- _PASSAGE TO READ_
· · · · · · ·

High-speed rail hopes: Cautious optimism for Texas rail

An obsolete locomotive sits at the center of Houston's city seal. It is a reminder that our city once sat at the crossroads of dozens of different rail lines, bringing commerce and trade at a time when a heavy rain would turn roads into mud pits. Traffic has replaced thunderstorms as the greatest threat to passable roads, while high-speed rail now stands in for locomotives in the statewide transit dreams of Texas' leaders and politicians.

It all feels a bit back to the future.

The rise of the automobile and modern highways liberated folks from the fixed routes of a rail system. There is something undeniably American about the open road, but ideals of freedom and individuality lose their luster in bumper-to-bumper traffic. It is hard to feel like a great American gadabout when you're just one of 50,000 folks making the same weekly commute between Houston and Dallas. If you think that four-hour drive along Interstate 45 is bad now, the Texas Department of Transportation expects growing traffic to drag driving time to six and a half hours by 2035.

· · · · · · ·

- _EXERCISE DATA_
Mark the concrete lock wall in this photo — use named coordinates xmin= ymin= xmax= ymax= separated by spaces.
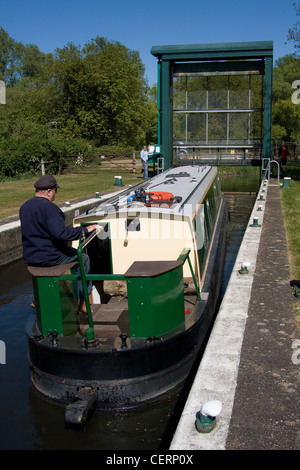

· · · · · · ·

- _PROBLEMS TO WORK ON_
• a. Name every city, state and highway mentioned by name in the text on Texas rail hopes.
• b. Continue the text on Texas rail hopes from its last sentence.

- _ANSWERS GIVEN_
• a. Houston, Dallas, Texas, Interstate 45

• b.
The proposed Texas Central High-Speed Railway promises to make that trip in under two hours — all funded with private dollars. So the mayors of Houston, Dallas and Fort Worth have thrown their weight behind this alternative to the usual commuter routes.

Still, isn't there something outdated about rail? Of course, some environmentalist would say the same about Texas' oil and gas industry. Ours is a state that builds on the past, using technology to bring new life to long-standing industry. Like fracking techniques resurrecting once-abandoned oil fields, high-speed bullet trains can make Texas rail a reality. Any plans will certainly face questions of land acquisition, safety concerns and government regulation — though the private funding should help avoid the usual political fights. But at a time when traffic threatens our state's commerce and quality of life, perhaps that obsolete locomotive isn't so much a relic as a nod to the future.